THE REQUEST » Give back all the data exactly, line by line.
══ EXTRACTED DATA
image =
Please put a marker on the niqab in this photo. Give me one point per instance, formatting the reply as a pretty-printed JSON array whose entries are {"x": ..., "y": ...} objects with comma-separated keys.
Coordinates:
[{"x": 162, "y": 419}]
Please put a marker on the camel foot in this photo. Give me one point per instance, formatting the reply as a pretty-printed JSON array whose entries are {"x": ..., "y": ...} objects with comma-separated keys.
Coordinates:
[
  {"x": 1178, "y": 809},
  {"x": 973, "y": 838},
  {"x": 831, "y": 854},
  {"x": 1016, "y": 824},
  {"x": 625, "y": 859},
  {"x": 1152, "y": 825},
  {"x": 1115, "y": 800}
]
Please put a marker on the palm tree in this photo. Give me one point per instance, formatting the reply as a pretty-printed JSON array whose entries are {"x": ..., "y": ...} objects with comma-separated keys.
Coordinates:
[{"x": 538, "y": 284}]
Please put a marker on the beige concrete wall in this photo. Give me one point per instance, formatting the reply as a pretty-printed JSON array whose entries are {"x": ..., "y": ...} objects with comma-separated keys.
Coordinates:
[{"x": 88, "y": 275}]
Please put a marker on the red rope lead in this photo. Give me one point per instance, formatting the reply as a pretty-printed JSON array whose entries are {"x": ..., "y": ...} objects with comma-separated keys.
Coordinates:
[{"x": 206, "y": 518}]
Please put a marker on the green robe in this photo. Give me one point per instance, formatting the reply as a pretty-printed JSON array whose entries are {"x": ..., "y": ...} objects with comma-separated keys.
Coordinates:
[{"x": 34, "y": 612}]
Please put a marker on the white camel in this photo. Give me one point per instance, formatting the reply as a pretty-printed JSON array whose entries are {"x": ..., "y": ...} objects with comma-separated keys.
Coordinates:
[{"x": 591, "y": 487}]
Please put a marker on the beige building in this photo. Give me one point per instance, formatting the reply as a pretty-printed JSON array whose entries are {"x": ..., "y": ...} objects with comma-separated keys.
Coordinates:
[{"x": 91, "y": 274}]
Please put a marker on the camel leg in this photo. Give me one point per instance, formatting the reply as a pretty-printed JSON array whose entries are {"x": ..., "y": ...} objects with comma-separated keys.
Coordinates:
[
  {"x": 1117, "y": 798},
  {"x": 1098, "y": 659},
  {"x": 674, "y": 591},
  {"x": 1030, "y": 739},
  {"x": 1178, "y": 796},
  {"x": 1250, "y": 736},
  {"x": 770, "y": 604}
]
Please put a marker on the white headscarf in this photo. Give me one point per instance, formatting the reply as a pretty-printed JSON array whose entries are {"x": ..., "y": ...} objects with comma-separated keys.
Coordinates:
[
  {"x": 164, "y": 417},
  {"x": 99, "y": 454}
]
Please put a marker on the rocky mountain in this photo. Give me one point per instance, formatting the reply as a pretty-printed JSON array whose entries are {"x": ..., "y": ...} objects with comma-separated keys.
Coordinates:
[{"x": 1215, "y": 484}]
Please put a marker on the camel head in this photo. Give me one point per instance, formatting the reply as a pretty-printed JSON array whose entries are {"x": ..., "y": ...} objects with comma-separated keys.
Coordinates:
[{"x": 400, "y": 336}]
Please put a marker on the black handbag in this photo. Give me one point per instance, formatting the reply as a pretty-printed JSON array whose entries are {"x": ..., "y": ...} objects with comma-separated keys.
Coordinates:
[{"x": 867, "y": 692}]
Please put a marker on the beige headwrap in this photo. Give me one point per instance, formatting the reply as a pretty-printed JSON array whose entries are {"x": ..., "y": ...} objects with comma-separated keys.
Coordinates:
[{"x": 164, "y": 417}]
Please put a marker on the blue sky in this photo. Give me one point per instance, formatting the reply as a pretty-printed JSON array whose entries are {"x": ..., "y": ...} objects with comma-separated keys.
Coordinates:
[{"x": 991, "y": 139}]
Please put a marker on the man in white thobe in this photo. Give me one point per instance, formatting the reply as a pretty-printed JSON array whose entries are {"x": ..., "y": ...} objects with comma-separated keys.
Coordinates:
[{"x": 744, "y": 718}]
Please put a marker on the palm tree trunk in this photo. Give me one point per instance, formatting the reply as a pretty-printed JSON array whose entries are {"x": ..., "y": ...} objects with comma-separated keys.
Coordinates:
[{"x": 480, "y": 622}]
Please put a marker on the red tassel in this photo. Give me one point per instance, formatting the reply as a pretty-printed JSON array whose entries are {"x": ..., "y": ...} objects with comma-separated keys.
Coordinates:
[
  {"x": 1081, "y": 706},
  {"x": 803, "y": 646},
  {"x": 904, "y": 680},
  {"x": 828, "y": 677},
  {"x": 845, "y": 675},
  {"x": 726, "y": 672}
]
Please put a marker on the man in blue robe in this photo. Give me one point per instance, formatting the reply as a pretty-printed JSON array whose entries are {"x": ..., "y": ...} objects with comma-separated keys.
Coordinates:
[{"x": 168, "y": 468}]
════
SOLUTION »
image =
Please put a marker on the niqab in this photo. Give me one point per instance, formatting the reply as a pretty-printed JSON array whose entries are {"x": ..., "y": ...} objects with comma-separated keys.
Coordinates:
[{"x": 162, "y": 419}]
Please put a marker on the camel foot in this photo. Give me one point per instance, formatting the reply as a pretty-printed JSON array whose entries are {"x": ..., "y": ...} objects with comma-separated keys.
Coordinates:
[
  {"x": 1178, "y": 809},
  {"x": 973, "y": 838},
  {"x": 831, "y": 854},
  {"x": 1016, "y": 824},
  {"x": 625, "y": 859},
  {"x": 1152, "y": 825},
  {"x": 1115, "y": 800}
]
Please put a marker on the palm tree in this photo. Give me one point per instance, formatting the reply as a pretty-printed JSON array whose entries are {"x": ..., "y": ...} objects with comma-separated keys.
Coordinates:
[{"x": 538, "y": 284}]
Please put a marker on the beige concrete wall in this photo. Give me one point per instance, formatting the reply as a pretty-printed JSON array whose entries are {"x": ..., "y": ...} objects with comma-separated keys.
Coordinates:
[{"x": 88, "y": 275}]
Please put a marker on the red rope lead in this photo. Give me one point per instance, formatting the reply as a pretty-printed JSON array whose entries are {"x": ..., "y": ...} objects with comma-separated keys.
Coordinates:
[{"x": 206, "y": 518}]
Please put a marker on the green robe in this photo. Give me one point per instance, formatting the reply as a pretty-printed JSON array whose entries are {"x": ..., "y": ...} objects with comma-separated keys.
Coordinates:
[{"x": 34, "y": 612}]
Please put a marker on the white camel in this photo. Give me one point per instance, formatting the reply as a pretty-printed JSON array whose entries are {"x": ..., "y": ...} objects with comma-separated keys.
Coordinates:
[{"x": 591, "y": 487}]
Please put a marker on the beige building in this photo. Give me one point per instance, formatting the reply as a pretty-printed JSON array whose entries are {"x": ..., "y": ...} objects with comma-separated keys.
Coordinates:
[{"x": 91, "y": 274}]
Please put a marker on the camel leg in this photo. Give me one point per instance, formatting the reply as a pretty-printed JSON array whose entries are {"x": ..., "y": ...} objects with comma-separated keys.
Coordinates:
[
  {"x": 1117, "y": 798},
  {"x": 1098, "y": 659},
  {"x": 674, "y": 591},
  {"x": 1030, "y": 739},
  {"x": 1178, "y": 796},
  {"x": 1250, "y": 736},
  {"x": 770, "y": 604}
]
Please put a marker on the white headscarf in this photo. Give me one point per instance, formatting the reply as a pretty-printed JSON array whose entries are {"x": ..., "y": ...} objects with comma-separated keys.
Coordinates:
[
  {"x": 164, "y": 417},
  {"x": 99, "y": 454}
]
Please put a marker on the rocky mountain in this photo. Give me one point per instance, formatting the reply as a pretty-printed JSON array whose entries are {"x": ..., "y": ...} objects with comma-separated keys.
Coordinates:
[{"x": 1215, "y": 484}]
Please put a marker on the camel head in this photo. Give me one point per instance, formatting the reply as a pretty-printed JSON array whose entries are {"x": ..., "y": ...} objects with comma-separated keys.
Coordinates:
[{"x": 400, "y": 336}]
Please put a marker on the black handbag in this photo. Give me one point per instance, formatting the reply as a pretty-printed JSON array whose entries are {"x": ..., "y": ...} objects with comma-separated keys.
Coordinates:
[{"x": 867, "y": 692}]
Please put a marker on the beige headwrap in this photo. Give me one point per instance, formatting the reply as a pretty-printed JSON array whose entries are {"x": ..., "y": ...} objects with comma-separated keys.
Coordinates:
[{"x": 164, "y": 417}]
Please put a marker on the blue sky in this photo. Give me one point per instance, formatting the reply as a pretty-printed JSON array whose entries are {"x": ..., "y": ...} objects with comma-separated keys.
Coordinates:
[{"x": 991, "y": 139}]
Please put a marker on the man in white thobe in this photo. Give me one point per instance, formatting the reply as a pretty-printed JSON array whose entries are {"x": ..., "y": ...} objects with comma-separated keys.
Coordinates:
[{"x": 744, "y": 718}]
Please put a marker on the palm tree trunk in this photo. Give me one point per instance, formatting the reply as a pretty-printed JSON array whose entries are {"x": ..., "y": ...} objects with comma-separated keys.
Coordinates:
[{"x": 480, "y": 622}]
Please put a marker on the red tassel in this photo. Give me one point per instance, formatting the reply as a pretty-printed JSON array whose entries are {"x": ..., "y": ...} objects with comma-separated keys.
Coordinates:
[
  {"x": 1081, "y": 706},
  {"x": 803, "y": 646},
  {"x": 904, "y": 680},
  {"x": 828, "y": 677},
  {"x": 845, "y": 675},
  {"x": 726, "y": 672}
]
Please put a marker on the man in blue robe in this photo. Give me one point per instance, formatting the reply as a pretty-printed JSON array whose entries are {"x": ..., "y": ...} objects with comma-separated keys.
Coordinates:
[{"x": 168, "y": 468}]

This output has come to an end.